> **WHAT TO DO**
Starting from the line containing "the golden stupa", write out the rest of the entries exactly, through the final line, including nothing else.

> **DATASET ROWS**
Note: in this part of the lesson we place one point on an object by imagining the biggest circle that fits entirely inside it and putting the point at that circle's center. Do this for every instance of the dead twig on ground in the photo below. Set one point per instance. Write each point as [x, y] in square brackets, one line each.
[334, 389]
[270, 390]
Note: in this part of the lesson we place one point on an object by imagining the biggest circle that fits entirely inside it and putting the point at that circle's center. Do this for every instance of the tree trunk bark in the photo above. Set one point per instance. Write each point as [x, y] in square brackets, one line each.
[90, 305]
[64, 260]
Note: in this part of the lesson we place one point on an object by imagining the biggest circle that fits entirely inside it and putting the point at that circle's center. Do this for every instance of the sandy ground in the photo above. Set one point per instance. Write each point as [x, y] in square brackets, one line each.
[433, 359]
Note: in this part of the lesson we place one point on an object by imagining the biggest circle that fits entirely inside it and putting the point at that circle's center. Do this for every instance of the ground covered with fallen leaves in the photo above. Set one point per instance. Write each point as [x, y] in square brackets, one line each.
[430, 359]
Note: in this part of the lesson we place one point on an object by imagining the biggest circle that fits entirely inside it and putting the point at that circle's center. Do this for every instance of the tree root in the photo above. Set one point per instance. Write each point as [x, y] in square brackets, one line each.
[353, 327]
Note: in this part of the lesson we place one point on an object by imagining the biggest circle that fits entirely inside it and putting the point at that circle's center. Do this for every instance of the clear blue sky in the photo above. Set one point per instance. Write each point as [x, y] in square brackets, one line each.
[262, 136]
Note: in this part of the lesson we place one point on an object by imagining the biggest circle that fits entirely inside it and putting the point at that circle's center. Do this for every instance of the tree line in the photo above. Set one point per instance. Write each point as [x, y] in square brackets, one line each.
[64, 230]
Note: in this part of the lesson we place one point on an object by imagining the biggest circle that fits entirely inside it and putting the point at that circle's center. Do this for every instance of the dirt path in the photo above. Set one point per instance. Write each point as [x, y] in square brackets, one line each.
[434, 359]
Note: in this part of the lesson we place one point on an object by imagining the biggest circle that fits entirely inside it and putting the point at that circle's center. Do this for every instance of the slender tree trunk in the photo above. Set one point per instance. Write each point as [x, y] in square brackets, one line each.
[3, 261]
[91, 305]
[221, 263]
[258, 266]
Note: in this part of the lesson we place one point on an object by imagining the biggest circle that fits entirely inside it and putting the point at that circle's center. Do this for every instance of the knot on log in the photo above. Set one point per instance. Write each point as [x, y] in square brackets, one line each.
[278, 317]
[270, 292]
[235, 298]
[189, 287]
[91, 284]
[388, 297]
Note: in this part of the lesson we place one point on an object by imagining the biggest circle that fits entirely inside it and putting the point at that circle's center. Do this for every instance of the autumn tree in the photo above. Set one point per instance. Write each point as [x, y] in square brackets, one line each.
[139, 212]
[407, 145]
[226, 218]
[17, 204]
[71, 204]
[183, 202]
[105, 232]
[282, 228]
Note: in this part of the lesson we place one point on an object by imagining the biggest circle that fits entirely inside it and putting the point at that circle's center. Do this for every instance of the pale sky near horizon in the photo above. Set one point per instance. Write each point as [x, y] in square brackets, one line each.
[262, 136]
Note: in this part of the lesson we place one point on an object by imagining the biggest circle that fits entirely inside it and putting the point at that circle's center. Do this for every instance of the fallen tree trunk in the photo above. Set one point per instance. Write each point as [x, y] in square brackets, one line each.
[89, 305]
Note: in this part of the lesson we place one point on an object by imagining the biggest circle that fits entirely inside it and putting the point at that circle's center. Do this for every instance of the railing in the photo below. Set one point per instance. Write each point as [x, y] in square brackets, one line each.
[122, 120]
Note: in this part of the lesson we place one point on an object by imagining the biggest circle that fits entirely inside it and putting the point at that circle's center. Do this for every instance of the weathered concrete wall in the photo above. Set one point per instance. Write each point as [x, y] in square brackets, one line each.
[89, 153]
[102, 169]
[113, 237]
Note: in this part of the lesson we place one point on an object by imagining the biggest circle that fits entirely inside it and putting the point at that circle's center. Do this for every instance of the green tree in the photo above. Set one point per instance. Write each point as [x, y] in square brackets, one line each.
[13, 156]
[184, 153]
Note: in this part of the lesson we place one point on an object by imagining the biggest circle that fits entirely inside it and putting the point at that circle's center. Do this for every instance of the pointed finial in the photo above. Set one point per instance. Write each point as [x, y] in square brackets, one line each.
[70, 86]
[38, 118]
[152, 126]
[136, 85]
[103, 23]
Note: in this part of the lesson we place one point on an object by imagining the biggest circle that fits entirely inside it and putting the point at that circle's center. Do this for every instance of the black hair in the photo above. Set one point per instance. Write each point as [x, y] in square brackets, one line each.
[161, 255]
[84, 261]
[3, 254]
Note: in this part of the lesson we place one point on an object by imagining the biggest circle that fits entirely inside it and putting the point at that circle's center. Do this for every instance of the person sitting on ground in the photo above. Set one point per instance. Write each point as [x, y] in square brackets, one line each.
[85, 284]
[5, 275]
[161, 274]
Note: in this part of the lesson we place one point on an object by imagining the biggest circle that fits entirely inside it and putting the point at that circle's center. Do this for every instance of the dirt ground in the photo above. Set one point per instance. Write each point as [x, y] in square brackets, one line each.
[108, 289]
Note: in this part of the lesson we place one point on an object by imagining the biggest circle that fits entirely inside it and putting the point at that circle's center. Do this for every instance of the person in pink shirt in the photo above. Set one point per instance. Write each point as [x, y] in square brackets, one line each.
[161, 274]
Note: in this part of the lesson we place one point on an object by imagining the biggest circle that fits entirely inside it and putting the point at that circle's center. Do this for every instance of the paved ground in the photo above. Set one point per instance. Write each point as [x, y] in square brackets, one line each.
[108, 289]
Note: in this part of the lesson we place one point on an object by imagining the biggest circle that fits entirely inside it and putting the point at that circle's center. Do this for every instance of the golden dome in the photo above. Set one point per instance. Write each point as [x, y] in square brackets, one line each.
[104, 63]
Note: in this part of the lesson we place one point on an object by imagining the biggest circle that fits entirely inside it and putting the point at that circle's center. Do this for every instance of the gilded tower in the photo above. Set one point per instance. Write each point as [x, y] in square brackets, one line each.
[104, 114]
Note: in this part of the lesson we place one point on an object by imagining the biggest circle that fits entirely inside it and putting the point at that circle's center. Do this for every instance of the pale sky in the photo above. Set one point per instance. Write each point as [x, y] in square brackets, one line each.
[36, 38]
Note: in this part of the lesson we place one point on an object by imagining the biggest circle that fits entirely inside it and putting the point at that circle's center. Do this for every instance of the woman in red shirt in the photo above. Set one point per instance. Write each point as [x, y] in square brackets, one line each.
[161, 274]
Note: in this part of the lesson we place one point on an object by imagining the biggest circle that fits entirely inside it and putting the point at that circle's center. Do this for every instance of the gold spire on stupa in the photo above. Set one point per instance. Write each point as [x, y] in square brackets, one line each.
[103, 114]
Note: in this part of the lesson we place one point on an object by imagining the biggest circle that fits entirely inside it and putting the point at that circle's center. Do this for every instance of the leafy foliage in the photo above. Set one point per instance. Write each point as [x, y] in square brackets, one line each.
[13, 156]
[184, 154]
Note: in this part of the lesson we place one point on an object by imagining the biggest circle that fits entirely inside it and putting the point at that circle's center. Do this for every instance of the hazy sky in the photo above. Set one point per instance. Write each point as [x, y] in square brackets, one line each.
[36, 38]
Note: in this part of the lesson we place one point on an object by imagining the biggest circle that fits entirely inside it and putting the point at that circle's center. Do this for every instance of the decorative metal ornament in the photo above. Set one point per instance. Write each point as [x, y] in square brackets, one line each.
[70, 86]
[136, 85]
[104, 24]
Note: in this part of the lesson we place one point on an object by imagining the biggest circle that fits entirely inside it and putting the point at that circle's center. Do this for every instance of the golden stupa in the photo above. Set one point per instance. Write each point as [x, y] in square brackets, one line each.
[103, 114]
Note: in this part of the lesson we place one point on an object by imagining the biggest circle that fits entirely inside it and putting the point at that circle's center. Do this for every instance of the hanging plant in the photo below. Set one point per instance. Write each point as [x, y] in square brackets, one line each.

> **RESPONSE TO THE TASK**
Note: in this part of the lesson we place one point on an object by imagining the biggest circle that fits entirely inside it and putting the point at that circle's center. Do this for every instance of the golden stupa in the photo above. Set one point per instance. Write each point as [x, y] in square brackets, one line each.
[103, 114]
Note: in this part of the lesson we place one point on an object by imagining the biggest circle that fits entirely inside it and putting the point at that circle's center. Do this for every instance of the hanging plant in the photo below. Set one point per instance. Write each point as [x, y] in square brackets, one line each.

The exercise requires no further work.